Renowned Iranian investigative journalist and dissident Akbar Ganji discusses why he recently declined an invitation to the meet with President Bush in the White House. Recently released from prison, Ganji discusses human rights abuses in Iran, the nuclear issue and Mahmoud Ahmadinejad’s rise to power. [includes rush transcript]
Iranian President Mahmoud Ahmadinejad has issued a new challenge to President Bush–a televised debate. On Tuesday, Ahmadinejad said he would like to debate Bush about "world affairs" and the ways to solve them. Ahmadinejad’s comments come ahead of the UN’s deadline Thursday for Iran to suspend nuclear enrichment.
The White House dismissed the idea of a debate, describing it as a diversion from concerns over Iran’s nuclear program. Well, as Bush refused the Iranian president’s invitation to a debate, today we turn to an Iranian dissident who refused Bush’s invitation to the White House. Akbar Ganji is a renowned Iranian activist and investigative journalist. He recently visited Democracy Now!’s firehouse studio in the midst of his month-long world tour to raise awareness about human rights violations in Iran. His visit came just months following his release from an Iranian jail where he was imprisoned for nearly six years.
Akbar also used his time in the United States to speak out against human rights abuses in Iran. He took part in a three-day hunger strike outside of the UN aimed at forcing the Iranian government to release political prisoners. But he also carried a message for the Bush administration. Ganji declined a personal invitation to the White House to meet with top U.S officials overseeing Iran policy. I began by asking Akbar Ganji why he declined the offer. The conversation was translated by Hossein Kamaly.
- Akbar Ganji, Iranian dissident and investigative journalist. (translated by Hossein Kamaly)
This is a rush transcript. Copy may not be in its final form.
AMY GOODMAN: Today, we turn to an Iranian dissident who refused Bush’s invitation to the White House. Akbar Ganji is a renowned Iranian activist and investigative journalist, recently visited Democracy Now!’s Firehouse studio in the midst of this month-long world tour to raise awareness about human rights violations in Iran. His visit came just months following his release from an Iranian jail where he was imprisoned for nearly six years, imprisoned and tortured.

**Data segment**.

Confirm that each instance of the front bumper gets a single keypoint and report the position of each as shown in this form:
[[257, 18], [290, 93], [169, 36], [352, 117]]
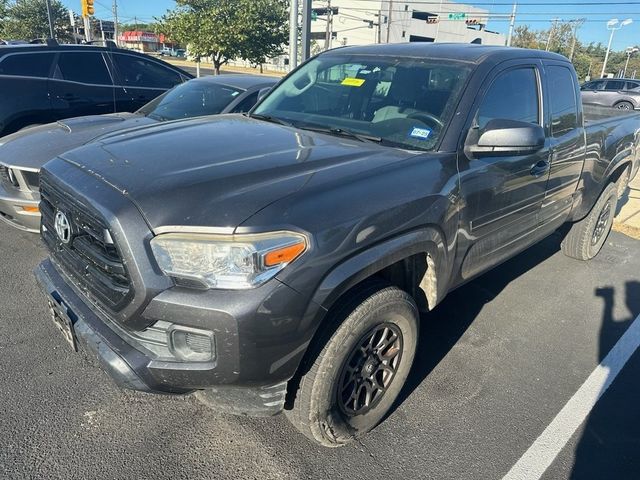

**What needs to be done**. Rewrite the piece on Akbar Ganji, everything from "This is a rush" down to "imprisoned and tortured.", with "dissident" changed to "government critic".

**Answer to the exercise**.
This is a rush transcript. Copy may not be in its final form.
AMY GOODMAN: Today, we turn to an Iranian government critic who refused Bush’s invitation to the White House. Akbar Ganji is a renowned Iranian activist and investigative journalist, recently visited Democracy Now!’s Firehouse studio in the midst of this month-long world tour to raise awareness about human rights violations in Iran. His visit came just months following his release from an Iranian jail where he was imprisoned for nearly six years, imprisoned and tortured.